──────── KUTIPAN TEKS ────────

Search This Blog

Monday, August 1, 2016

Dari Buku ke Buku, Sebuah Buku tentang Buku-Buku



Jika ada sebuah buku yang serupa harta karun bagi para pecinta buku, maka itu adalah buku tentang buku. Penyusun buku ini, P. Siswantoro, benar-benar menunjukkan kepada pembaca bentuk sejati dari seorang bibliophile alias kolektor dan pecinta buku. Lewat Dari Buku ke Buku, Sambung Menyambung Menjadi Satu, beliau mengejawantahkan kecintaannya kepada buku dalam bentuk kumpulan ulasan buku miliknya dalam buku tebal ini. Lebih istimewanya lagi, koleksi buku dan bacaannya pun tidak main-main, lebih dari 200 buku yang terbit mulai dari abad ke-17 hingga awal tahun 2000-an. 

29907861 Koleksi naskah-naskah kuno yang telah dimiliki atau dibacanya pun tidak kalah elok, macam naskah lontar yang memuat kitab Negara Kertagama hingga naskah Pararaton. Tentu, yang jauh lebih luar biasa dari koleksinya itu adalah kekayaan intelektual yang disandang penyusun buku ini. Dengan ratusan atau mungkin ribuan buku yang telah dibacanya, tentulah bersemayam dalam pikiran beliau kegemilangan ilmu pengetahuan. Tidak mengherankan jika penulis pernah dipercaya sebagai wakil CEO dan Direktur Umum jaringan penerbit buku terbesar di negeri ini.

────────

TANTANGAN »
**A)** Terjemahkan kalimat "Tentu, yang jauh lebih luar biasa dari koleksinya itu adalah kekayaan intelektual yang disandang penyusun buku ini." dari kutipan teks ke dalam bahasa Inggris.
**B)** Lanjutkan kutipan teks tentang buku Dari Buku ke Buku, mulai setelah kalimat terakhir yang ditampilkan.
Item yang disediakan merupakan bahan tersendiri yang terpisah dari kutipan teks di atas.

──────── ITEM YANG DISEDIAKAN ────────

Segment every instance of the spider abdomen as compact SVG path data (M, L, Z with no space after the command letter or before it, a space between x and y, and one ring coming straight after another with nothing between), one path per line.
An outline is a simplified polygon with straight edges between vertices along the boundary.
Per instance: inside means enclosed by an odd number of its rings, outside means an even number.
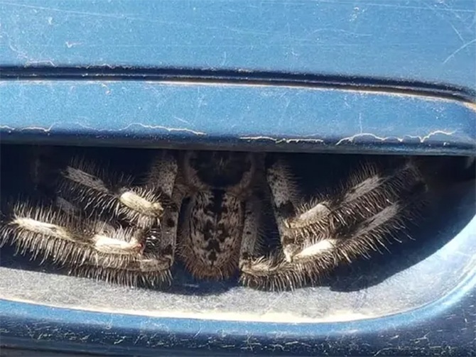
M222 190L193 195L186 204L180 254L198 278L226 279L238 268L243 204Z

────────
──────── ITEM YANG DISEDIAKAN ────────

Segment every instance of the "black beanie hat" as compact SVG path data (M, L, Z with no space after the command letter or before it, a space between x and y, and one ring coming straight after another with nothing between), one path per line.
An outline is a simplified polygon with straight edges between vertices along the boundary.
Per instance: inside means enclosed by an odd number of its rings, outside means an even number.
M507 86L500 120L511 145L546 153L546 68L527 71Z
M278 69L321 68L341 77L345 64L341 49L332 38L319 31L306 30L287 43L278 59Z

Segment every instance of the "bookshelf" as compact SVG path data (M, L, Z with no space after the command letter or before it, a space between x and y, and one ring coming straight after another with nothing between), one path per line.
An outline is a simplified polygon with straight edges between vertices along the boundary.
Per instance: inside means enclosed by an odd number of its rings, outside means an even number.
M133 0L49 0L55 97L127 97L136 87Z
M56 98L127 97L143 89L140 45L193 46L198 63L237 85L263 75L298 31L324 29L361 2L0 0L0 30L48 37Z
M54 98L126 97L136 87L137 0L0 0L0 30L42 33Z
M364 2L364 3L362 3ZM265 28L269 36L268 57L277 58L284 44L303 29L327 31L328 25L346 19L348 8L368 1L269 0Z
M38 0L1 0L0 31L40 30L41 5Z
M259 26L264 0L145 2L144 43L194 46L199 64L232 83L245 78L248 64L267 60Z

────────

JAWABAN TUGAS »
**A)** Of course, what is far more remarkable than the collection is the intellectual wealth that the compiler of this book possesses.

**B)**
Buku berjudul unik ini merupakan kumpulan hasil pembacaan beliau atas tidak kurang dari 200 buku dan naskah. Memang, tidak setiap buku diulas tuntas dalam satu bab—beberapa bab malah berisi ulasan yang campur baur dari sejumlah buku—namun kita tetap bisa mengikutinya karena gaya penulisannya yang luwes dan mengalir. Banyak pembaca yang mendapati membaca buku ini ibarat mendengarkan dongeng dari seorang kakek tentang buku-buku kesayangannya. Apalagi, kebanyakan buku yang diulas adalah buku-buku yang termasuk buku kuno dan antic, jenis buku yang niscaya susah untuk kita temukan di pasaran dewasa ini.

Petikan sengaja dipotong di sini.